Legendary country singer and guitarist Glen Campbell, best known for his hits like “Wichita Lineman” and “Rhinestone Cowboy,” among others, has died at the age of 81. A representative from Campbell’s record label Universal Music Group confirmed the news to Rolling Stone earlier today.

Campbell was born in 1936, growing up in Arkansas as one of 12 children in a cotton sharecropping family. Early on, Campbell’s father bought his a $5 guitar and made him a makeshift guitar capo out of a corncob, something that would influence his music for years to come. His early introduction to music was through the family radio. “It was a battery radio,” Campbell said in a Relix interview with Yo La Tengo’s Ira Kaplan in 2011. “If it went out, that was it. Daddy didn’t buy another one.”

------------------------------

Task instructions »
a - In the article on Glen Campbell's death, which record label confirmed the news?
b - Continue the article on Glen Campbell's death from where it stops, keeping its tone.

Provided data »

------------------------------

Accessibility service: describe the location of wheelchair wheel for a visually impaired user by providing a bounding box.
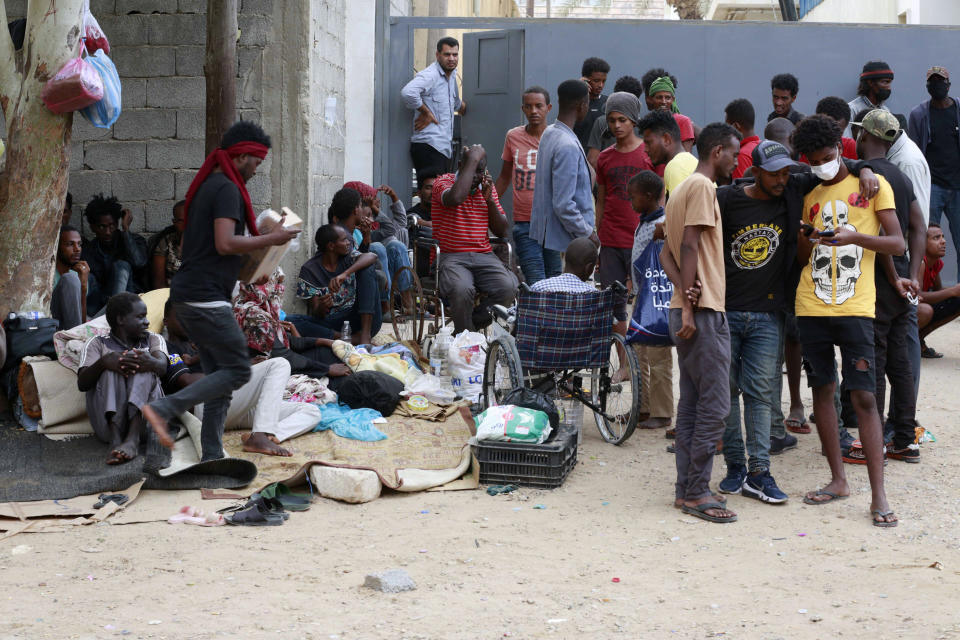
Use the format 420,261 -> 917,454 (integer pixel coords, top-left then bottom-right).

------------------------------

Results of the exercise »
a - Universal Music Group.

b -
Campbell eventually moved to Wyoming and began playing gigs, then changed location again to Los Angeles and in the early 1960s was a part of the famed group of studio musicians known as the Wrecking Crew, which also featured Hal Blaine, Carol Kaye and Leon Russell, among others. Campbell played on classic cuts like the Byrds’ “Mr. Tambourine Man.”

The guitarist later filled in for Brian Wilson in the Beach Boys live show. By the late 1960s, Campbell began to have hits of his own with songs like “By the Time I Get To Phoenix,” “Wichita Lineman” and “Gentle on My Mind.” A guest-hosting spot on the Smothers Brothers Comedy Hour led to his own Glen Campbell Goodtime Hour, which in turn helped him land a role in John Wayne’s True Grit. After some lean years, Campbell returned with the hit “Rhinestone Cowboy” in 1975.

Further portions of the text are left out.